• **RECORD EXTRACTS**
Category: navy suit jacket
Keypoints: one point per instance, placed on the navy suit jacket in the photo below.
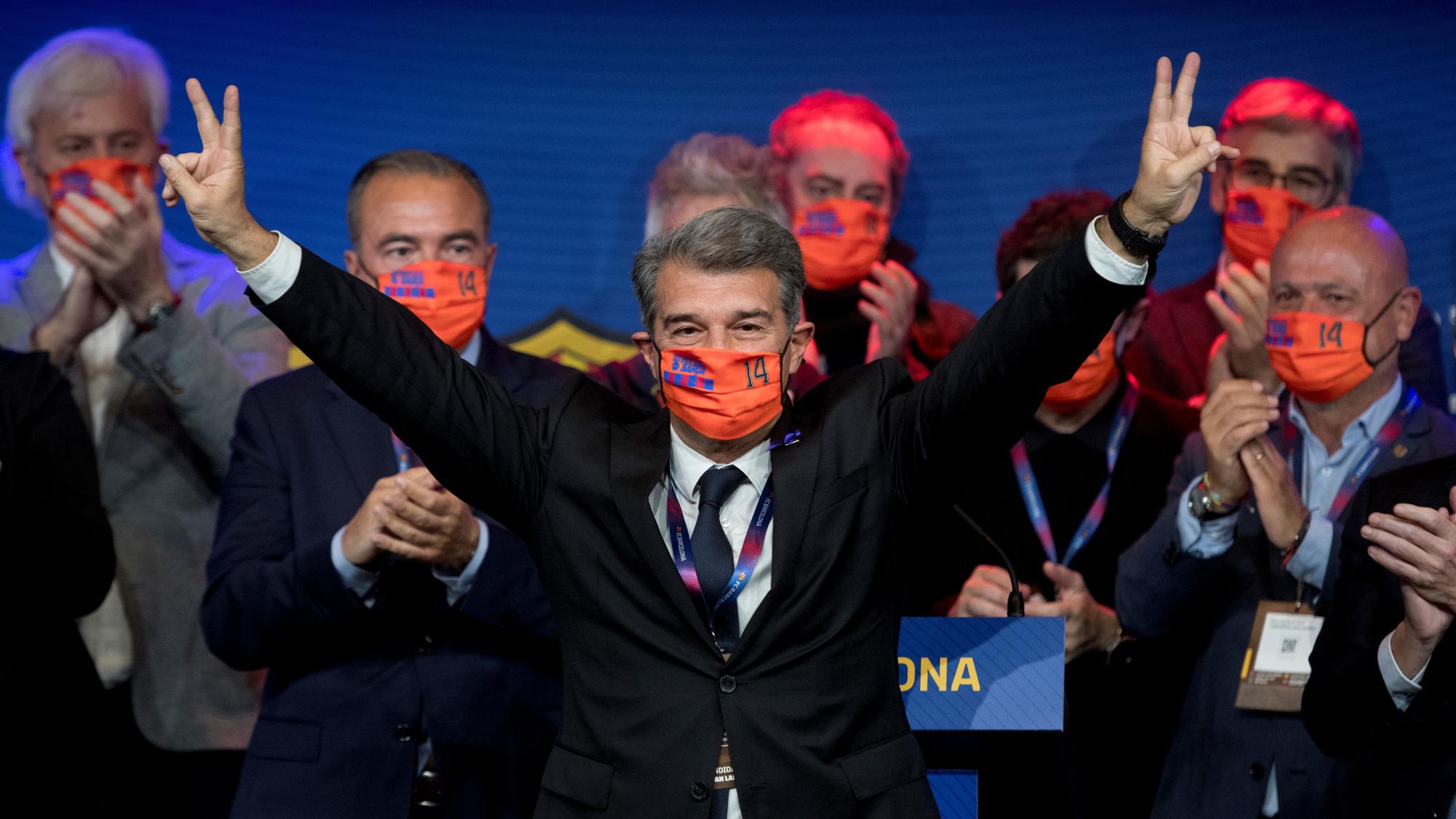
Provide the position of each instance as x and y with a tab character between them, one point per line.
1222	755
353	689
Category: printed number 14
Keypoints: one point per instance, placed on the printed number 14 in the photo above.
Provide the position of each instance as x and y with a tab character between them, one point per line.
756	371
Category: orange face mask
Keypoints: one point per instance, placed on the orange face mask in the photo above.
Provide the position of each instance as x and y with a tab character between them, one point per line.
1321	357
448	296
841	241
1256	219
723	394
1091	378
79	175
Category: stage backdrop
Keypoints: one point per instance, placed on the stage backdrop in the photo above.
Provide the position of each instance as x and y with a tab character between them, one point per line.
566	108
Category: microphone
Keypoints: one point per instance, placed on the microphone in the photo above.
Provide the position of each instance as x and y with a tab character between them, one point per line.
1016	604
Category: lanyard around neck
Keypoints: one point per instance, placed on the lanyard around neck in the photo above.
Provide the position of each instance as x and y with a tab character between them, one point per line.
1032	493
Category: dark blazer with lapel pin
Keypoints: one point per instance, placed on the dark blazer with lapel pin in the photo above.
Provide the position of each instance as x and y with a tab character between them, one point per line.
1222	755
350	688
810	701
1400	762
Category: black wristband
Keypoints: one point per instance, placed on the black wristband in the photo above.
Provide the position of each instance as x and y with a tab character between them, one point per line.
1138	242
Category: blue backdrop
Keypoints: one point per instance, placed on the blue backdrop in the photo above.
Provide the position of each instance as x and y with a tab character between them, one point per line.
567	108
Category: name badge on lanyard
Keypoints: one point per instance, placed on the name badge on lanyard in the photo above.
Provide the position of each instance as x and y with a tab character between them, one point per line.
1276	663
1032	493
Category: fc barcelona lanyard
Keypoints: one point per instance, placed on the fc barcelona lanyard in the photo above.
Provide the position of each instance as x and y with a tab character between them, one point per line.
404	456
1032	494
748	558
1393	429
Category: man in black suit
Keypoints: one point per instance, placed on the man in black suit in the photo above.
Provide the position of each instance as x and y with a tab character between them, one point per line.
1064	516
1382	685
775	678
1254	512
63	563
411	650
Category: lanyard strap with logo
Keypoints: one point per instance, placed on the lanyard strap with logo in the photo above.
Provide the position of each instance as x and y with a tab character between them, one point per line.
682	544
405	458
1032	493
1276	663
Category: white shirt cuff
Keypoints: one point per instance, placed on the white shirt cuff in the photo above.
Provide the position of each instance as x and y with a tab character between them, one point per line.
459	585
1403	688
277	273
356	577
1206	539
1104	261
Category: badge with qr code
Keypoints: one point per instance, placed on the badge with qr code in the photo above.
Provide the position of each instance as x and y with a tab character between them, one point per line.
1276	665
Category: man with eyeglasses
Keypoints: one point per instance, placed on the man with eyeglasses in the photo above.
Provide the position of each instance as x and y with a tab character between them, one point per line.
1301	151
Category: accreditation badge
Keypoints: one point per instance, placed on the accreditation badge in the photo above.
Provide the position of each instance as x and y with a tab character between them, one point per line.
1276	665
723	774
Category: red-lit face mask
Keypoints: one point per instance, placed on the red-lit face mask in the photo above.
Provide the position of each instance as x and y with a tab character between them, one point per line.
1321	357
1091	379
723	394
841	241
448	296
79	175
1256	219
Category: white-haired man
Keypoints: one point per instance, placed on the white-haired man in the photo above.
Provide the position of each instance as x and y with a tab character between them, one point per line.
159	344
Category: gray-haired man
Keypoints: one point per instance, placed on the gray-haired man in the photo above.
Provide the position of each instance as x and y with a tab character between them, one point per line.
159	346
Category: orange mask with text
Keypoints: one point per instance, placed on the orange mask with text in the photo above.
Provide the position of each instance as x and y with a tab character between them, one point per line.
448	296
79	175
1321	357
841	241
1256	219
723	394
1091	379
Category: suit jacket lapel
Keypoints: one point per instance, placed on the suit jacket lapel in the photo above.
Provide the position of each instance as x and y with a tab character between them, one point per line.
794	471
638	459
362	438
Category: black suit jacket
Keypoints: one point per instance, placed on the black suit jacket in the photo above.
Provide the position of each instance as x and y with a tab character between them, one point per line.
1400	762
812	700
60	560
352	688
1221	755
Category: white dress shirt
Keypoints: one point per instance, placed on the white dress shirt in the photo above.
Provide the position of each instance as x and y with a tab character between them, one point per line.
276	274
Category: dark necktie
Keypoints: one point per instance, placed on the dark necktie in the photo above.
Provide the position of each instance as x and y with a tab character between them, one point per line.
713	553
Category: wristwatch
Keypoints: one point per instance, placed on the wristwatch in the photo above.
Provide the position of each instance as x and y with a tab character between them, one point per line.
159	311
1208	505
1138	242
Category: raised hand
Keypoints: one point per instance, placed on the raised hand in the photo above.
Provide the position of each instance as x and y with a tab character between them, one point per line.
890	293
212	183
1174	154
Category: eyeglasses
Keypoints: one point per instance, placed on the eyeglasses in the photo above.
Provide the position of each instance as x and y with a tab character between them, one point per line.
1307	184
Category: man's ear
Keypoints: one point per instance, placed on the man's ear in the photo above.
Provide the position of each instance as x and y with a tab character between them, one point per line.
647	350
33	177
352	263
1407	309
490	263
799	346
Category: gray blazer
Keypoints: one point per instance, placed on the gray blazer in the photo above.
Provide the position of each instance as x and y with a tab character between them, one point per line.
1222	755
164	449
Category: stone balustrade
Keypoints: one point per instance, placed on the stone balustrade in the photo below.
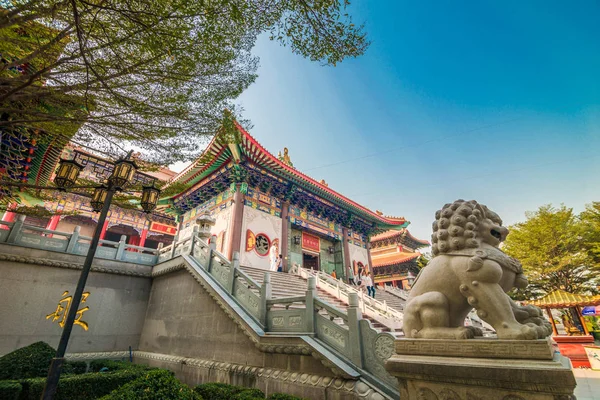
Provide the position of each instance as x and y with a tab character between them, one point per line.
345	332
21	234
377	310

• **OBJECTIVE**
Keep the pictures out and write out the records exactly.

• **EXERCISE ANSWER**
Category: navy suit jacket
Keypoints: one point per instance, placed on the navy suit jacket in the photo below.
Provide the position of each instance as x and y with a tab character between them, one point per line.
1222	755
353	689
Category: printed number 14
Keypoints: one point per instance, placed on the printed number 14 in the photo above.
Provide the position of each instance as x and y with a tab character between them, one point per line.
756	371
Category: orange face mask
Keypoints: one point per instance, placed on the orange face mask in the photo above.
Provide the position of each instance as x and y with a tab character between them, one point per line.
1321	357
448	296
841	241
1256	219
723	394
1091	378
79	175
Category: stage backdrop
Keypoints: one point per instance, placed on the stage backdrop in the photo above.
Provide the position of each instance as x and y with a tab character between them, one point per line.
566	108
Category: microphone
Keypoints: one point per instance, placed on the microphone in the photo above.
Provide the position of each instance as x and y with a tab character between them, one point per line.
1016	604
Category: lanyard around neck
Keypoints: one point per instance, placed on the lanyard around neck in the photo above.
Provide the position of each instance as x and y with a tab character between them, one point per line.
1032	493
Category: dark blazer with lapel pin
Keypoints: one point per instance, placed on the dark blazer with lapel pin in the photo above.
Provide the position of each instance as x and y with a tab character between them, one point per line.
1222	755
350	688
810	701
1400	762
Category: black wristband
Keypoints: one point per instance, placed on the black wristband in the photo above.
Provide the position of each instance as x and y with a tab character between them, one point per line.
1138	242
Category: blue backdrop
Keypoints: one point per instance, placed on the blue backdrop in the photo above.
Provide the position of each instance as x and y with a tab character between them, one point per line.
567	108
Category: name badge on lanyard
Keypoints: one point per instance, placed on the name badge on lanyard in the photo above.
Provide the position of each instance as x and y with a tab character between them, one point per line.
1276	663
1032	493
Category: fc barcelona lanyard
Keypoints: one point per instance, placed on the fc barcelona lanyard in the photo above.
Provide the position of each instance as x and y with a tab character between them, one point per line.
404	456
1032	494
748	558
1393	429
Category: man in black suit
Keypoints: one point per instance, placed on the man in black suit in the photo above.
Provide the position of each instance as x and y with a tab character between them, one point per line.
1064	516
1382	685
775	678
1254	512
63	563
411	650
Category: lanyard strap with logo
Keypoints: one point per instance, placed on the lanyard strap with logo in the photo above.
Provide the position of each instance as x and y with a tab character between them, one point per line.
682	544
405	458
1032	493
1276	663
Category: white shirt cuff
Keypoints: one point per instance, placed on the white shirt cuff in the photo above.
Provide the position of each instance as x and y with a tab character between them, one point per line.
459	585
1403	688
277	273
356	577
1206	539
1104	261
Category: badge with qr code
Keypoints: one point per instance, placed on the badge with qr code in the photo above.
Provide the position of each instance as x and y with a tab character between them, one point per line.
1276	665
Category: man with eyeglasses
Keypoints: one point per instance, placed on the man with eyeglasses in the photo above.
Provide the position of each instance as x and y with a tab character between them, one point per line.
1301	151
Category: accreditation badge
Keypoints: one point per instance, placed on the accreditation badge in the photo above.
Provide the position of each instance as x and y with a tab character between them, one point per line.
1276	665
723	774
Category: red-lit face mask
Keypoints: one point per instance, placed on the red-lit face mask in the photo above.
Provide the position of each instance as x and y with a tab character between them, one point per line.
1321	357
1091	379
723	394
841	241
448	296
79	175
1256	219
Category: white-haired man
Keypoints: one point per instance, placed on the white-haired man in the photo above.
Provide the position of each instance as x and y with a tab character between them, one point per line.
159	344
Category: gray-haired man
Keypoints: one point per instance, placed on the gray-haired man in the photo above.
Provide the position of each instance as x and y with a tab character between them, one point per line.
159	346
Category: orange mask with text
Keypoints: one point per instance, placed on the orange mask with text in the photo above.
Provide the position of each instance as x and y with a tab character between them, one point per line.
448	296
79	175
1321	357
841	241
1256	219
723	394
1091	379
Category: suit jacket lapel
Keypoints: one point per instance, placed on the suit jacket lapel in the photo above.
Provide the position of each instance as x and y with a tab character between them, one point per line.
794	471
638	459
362	438
Category: black suit jacket
Keypoints: one point per instance, placed on the black suit jacket in the photo above.
Provide the position of each instance as x and y with a tab character between them, one point per line.
1400	762
812	700
60	560
352	688
1221	755
Category: white dress shirt
Keypoints: one point per instance, placed on the white dress shirt in the photo above.
Provide the position of each instance as x and y with a tab character between them, one point per line.
276	274
Category: dark necktie
Keypoints: one point per instance, placed on the dark necktie in the photo above.
Provide the position of each instance as x and y with a tab character between them, one point per line.
713	553
Category: wristwatch
Keypoints: one point per instance, placed on the wristwatch in the photo above.
Provide the position of each instance as x and y with a tab character between them, one point per line.
159	311
1208	505
1138	242
Category: raised hand
Keypoints: one point per instance, placed on the raised hand in the photo above.
Provide the position of each instance as x and y with a tab character between them, one point per line.
890	293
212	183
1174	154
Category: eyeglasses
Keypoints: one point per instance, placed on the eyeglasses in the photo above.
Provide the position of each instance as x and y with a tab character between them, one point per line.
1307	184
Category: man's ear
Keypoints: one point per instance, placed on the man's ear in the photo above.
Provide the position of each instance as x and y with a tab character between them, one point per line.
647	350
33	177
352	263
1407	309
490	263
799	346
Category: gray blazer
Keypoints: one point per instance, placed on the gray blazer in the photo above.
Provide the position of each instance as x and y with a tab character between them, one point per line.
1222	755
164	449
Category: stone balustrade
Keypoints: one point per instance, placed on the stone balustrade in the photo below.
Provide the position of each instance as x and y with a tab character between them, one point per line.
345	332
21	234
377	310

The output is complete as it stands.